_PROBLEM TO WORK ON_. In the loudspeaker patent, rewrite the passage starting at "A multiple loudspeaker, such" and ending at "of acoustic reproducers.", swapping "biphonic" for "two-way".

_EXCERPT PROVIDED_.
*** Begin section ***

|Publication number||US5193119 A|
|Application number||US 07/517,415|
|Publication date||Mar 9, 1993|
|Filing date||Apr 27, 1990|
|Priority date||Sep 2, 1985|
|Publication number||07517415, 517415, US 5193119 A, US 5193119A, US-A-5193119, US5193119 A, US5193119A|
|Inventors||Franco Tontini, Carlo Sancisi|
|Original Assignee||Franco Tontini, Carlo Sancisi|
|Export Citation||BiBTeX, EndNote, RefMan|
|Patent Citations (22), Referenced by (34), Classifications (6), Legal Events (5)|
|External Links: USPTO, USPTO Assignment, Espacenet|
This application is a continuation of application Ser. No. 240,382, filed Aug. 30, 1988, now abandoned which is a continuation of application Ser. No. 884,646 filed Jul. 11, 1986 now abandoned.
This invention concerns a multiple loudspeaker with a piezoelectric "tweeter", held up by means of support which allows the rear wave emitted by the ceramic disk and respective conical diaphragm to be reflected, using the main loudspeaker cone as a reflecting surface without overloading the moving coil of the main loudspeaker.
A multiple loudspeaker, such as a combined "woofer" and "tweeter" speaker arrangement where the "woofer" is primarily for lower frequency sounds and the "tweeter" is primarily for higher frequency sounds is referred to as a "biphonic" speaker system.
For further explanation of the loudspeaker, according to the invention, we feel it is necessary to give a brief description of the current technological situation in the field of acoustic reproducers.
In order to faithfully reproduce high frequencies, a loudspeaker should have a fairly small cone, while on the other hand, low frequency reproduction requires a cone of considerable dimensions; therefore when an optimum performance needs to be obtained, instead of using just one loudspeaker intended to reproduce the whole range of audio-frequencies with fidelity, an ensemble of several loudspeakers suitably arranged is usually adopted: some with large dimensions suitable for low frequency reproduction, normally called "woofers", other with small dimensions suitable for high frequency reproduction, normally called "tweeters".
The multiple loudspeakers' group includes bi-phonic coaxial loudspeakers which have two reproduction appliances totally independent of each other but coaxially mounted, one equipped with a bigger cone, the other equipped with a smaller cone placed immediately in front of and on the same axis as the bigger cone.
In some prior art bi-phonic coaxial loudspeakers, a piezoelectric "tweeter" is adopted, namely using a ceramic disk generator of sound waves, situated inside a small protection and support basket, which is attached to a part of the main loudspeaker frame (i.e. the bigger loudspeaker), according to various construction solutions: in some models the basket is supported by an axial pin, while in other models a support bracket is adopted made up of one or more radial spokes the end of which is to be positioned and fixed on the main loudspeaker basket.
Both construction solutions in the prior art just described present some common problems and some specific problems.

*** End section ***

_DATASET ENTRIES_.

*** Begin section ***

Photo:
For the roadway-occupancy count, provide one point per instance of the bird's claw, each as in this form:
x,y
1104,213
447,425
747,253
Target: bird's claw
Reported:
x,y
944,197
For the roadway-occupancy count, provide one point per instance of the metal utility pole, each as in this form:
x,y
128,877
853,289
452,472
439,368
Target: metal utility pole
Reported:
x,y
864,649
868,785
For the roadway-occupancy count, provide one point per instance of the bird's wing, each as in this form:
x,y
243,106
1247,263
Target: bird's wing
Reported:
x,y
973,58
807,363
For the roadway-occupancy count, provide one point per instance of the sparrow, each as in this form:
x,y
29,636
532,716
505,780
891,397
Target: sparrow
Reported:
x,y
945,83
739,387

*** End section ***

_RESPONSE FOR THIS EXERCISE_.
A multiple loudspeaker, such as a combined "woofer" and "tweeter" speaker arrangement where the "woofer" is primarily for lower frequency sounds and the "tweeter" is primarily for higher frequency sounds is referred to as a "two-way" speaker system.
For further explanation of the loudspeaker, according to the invention, we feel it is necessary to give a brief description of the current technological situation in the field of acoustic reproducers.